## Provided data

[start]

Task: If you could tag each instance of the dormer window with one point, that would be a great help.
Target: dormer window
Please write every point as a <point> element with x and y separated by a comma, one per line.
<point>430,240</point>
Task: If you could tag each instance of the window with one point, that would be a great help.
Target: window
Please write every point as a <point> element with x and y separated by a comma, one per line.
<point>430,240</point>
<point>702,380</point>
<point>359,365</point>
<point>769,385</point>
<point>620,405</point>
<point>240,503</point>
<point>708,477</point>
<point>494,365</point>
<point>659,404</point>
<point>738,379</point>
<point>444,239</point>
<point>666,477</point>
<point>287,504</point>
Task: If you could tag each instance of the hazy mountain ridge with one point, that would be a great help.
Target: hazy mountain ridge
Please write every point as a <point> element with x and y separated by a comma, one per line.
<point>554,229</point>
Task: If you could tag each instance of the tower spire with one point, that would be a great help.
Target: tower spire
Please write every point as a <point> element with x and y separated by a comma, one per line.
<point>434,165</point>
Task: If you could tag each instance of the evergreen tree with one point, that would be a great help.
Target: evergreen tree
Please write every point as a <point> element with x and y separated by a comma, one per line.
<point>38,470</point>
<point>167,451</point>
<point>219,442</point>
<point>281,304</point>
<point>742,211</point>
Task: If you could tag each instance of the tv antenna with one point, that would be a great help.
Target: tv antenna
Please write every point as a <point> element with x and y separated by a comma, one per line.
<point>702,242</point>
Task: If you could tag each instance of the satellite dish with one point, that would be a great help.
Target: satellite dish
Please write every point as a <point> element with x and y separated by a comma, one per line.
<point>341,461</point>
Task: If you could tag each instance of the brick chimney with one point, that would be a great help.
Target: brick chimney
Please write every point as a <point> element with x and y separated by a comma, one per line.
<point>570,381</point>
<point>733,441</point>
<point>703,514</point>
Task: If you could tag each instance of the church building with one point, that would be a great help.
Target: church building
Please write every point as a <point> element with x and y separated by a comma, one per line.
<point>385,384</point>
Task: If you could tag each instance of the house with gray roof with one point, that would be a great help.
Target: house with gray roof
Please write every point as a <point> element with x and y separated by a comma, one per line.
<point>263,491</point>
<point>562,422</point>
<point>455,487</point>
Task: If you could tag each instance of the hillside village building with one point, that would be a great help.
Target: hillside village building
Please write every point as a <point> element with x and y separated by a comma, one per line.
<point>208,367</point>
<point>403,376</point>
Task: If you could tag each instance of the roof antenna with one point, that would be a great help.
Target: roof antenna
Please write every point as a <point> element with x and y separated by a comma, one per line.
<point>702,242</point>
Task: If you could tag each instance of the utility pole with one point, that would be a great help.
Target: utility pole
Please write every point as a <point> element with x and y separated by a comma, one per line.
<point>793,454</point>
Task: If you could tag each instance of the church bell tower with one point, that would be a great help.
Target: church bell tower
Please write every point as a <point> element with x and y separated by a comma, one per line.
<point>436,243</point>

[end]

## Written instruction
Scale the records from the line with "Task: If you could tag each instance of the hazy" up to and including the line with "<point>434,165</point>". Reproduce every line, requests included, with each point coordinate in the answers multiplied by 0.5 and rounded to a whole number, halves rounding up.

## Solved exercise
Task: If you could tag each instance of the hazy mountain ridge with one point, that would be a great help.
Target: hazy mountain ridge
Please write every point as a <point> element with x and y separated by a comma, one per line.
<point>277,115</point>
Task: If you could tag each instance of the tower spire with one point, that would be a great help.
Target: tower spire
Please write every point as a <point> element with x and y separated by a comma, one per line.
<point>217,83</point>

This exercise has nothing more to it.